▸ **REQUIRED WORK**
Across the listing below, count every line where the string "white" appears, then give only the count.

▸ **DATA**
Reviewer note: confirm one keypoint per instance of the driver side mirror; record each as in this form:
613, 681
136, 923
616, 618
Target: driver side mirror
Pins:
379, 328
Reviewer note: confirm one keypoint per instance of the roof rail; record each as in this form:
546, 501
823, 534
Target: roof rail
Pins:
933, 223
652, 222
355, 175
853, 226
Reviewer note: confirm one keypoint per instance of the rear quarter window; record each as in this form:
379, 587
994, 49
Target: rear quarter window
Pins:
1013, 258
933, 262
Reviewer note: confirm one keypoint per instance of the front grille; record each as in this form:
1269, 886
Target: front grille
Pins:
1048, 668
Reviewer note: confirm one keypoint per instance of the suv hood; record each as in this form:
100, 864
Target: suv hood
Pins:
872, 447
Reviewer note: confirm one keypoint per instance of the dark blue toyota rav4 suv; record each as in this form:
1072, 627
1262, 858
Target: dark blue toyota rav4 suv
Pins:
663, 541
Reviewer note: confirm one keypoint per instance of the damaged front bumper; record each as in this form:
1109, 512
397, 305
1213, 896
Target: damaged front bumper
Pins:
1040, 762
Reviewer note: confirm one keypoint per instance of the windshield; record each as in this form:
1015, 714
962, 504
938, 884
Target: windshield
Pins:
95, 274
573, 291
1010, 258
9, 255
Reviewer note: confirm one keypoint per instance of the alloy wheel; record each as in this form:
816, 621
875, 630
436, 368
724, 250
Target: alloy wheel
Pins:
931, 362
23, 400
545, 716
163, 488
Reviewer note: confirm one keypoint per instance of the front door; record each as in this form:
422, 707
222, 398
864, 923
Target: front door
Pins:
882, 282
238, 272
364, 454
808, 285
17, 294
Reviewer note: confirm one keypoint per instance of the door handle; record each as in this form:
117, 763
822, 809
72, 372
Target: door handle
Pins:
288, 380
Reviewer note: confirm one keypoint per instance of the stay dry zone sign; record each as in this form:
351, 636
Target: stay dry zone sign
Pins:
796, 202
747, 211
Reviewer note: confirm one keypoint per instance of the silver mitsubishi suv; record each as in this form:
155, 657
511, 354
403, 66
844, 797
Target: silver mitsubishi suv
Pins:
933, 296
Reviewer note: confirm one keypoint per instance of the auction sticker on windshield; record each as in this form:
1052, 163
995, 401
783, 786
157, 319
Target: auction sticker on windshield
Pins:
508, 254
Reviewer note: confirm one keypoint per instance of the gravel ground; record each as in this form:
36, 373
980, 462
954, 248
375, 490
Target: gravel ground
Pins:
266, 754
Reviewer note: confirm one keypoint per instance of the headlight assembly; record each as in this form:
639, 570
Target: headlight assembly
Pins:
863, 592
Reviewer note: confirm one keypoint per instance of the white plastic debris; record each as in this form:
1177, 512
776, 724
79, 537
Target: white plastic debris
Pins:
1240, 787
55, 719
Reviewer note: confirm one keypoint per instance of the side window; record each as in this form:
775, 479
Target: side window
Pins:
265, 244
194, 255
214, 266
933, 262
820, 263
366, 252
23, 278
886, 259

▸ **RESULT OF THIS EXERCISE**
2